---------- DATA EXCERPTS

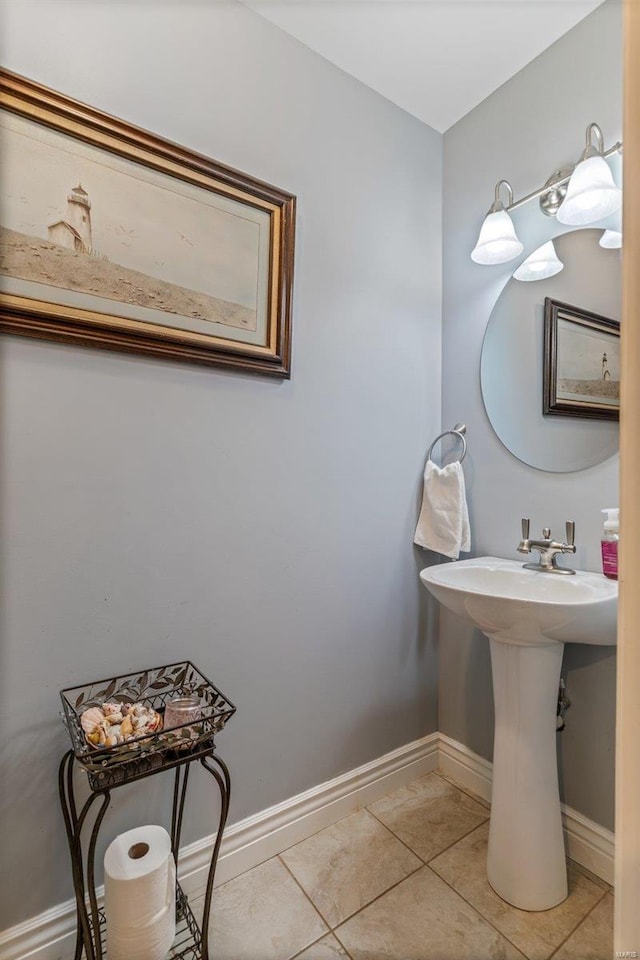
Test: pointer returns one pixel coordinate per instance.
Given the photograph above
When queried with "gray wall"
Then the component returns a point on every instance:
(524, 131)
(154, 511)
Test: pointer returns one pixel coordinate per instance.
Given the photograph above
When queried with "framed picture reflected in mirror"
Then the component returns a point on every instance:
(581, 376)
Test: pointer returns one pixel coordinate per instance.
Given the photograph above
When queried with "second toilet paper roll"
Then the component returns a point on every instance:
(140, 894)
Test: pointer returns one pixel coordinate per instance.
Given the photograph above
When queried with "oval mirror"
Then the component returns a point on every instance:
(512, 360)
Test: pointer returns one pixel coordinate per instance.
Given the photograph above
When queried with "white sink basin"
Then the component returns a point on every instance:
(528, 617)
(526, 606)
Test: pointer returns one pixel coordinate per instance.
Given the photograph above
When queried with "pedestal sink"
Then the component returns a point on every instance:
(528, 616)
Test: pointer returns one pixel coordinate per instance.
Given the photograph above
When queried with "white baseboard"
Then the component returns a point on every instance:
(51, 935)
(587, 842)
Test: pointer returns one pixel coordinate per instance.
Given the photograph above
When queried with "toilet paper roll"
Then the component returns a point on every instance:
(140, 894)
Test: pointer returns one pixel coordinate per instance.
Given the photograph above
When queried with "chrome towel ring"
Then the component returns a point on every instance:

--------------------

**EXERCISE REQUIREMENTS**
Pull out every line in the records above that contains the word "queried".

**EXPECTED ANSWER**
When queried with "gray wall"
When queried with "framed picture reflected in mirror"
When queried with "second toilet paper roll"
When queried with "oval mirror"
When queried with "white sink basin"
When queried with "pedestal sink"
When queried with "white baseboard"
When queried with "toilet paper roll"
When queried with "chrome towel ring"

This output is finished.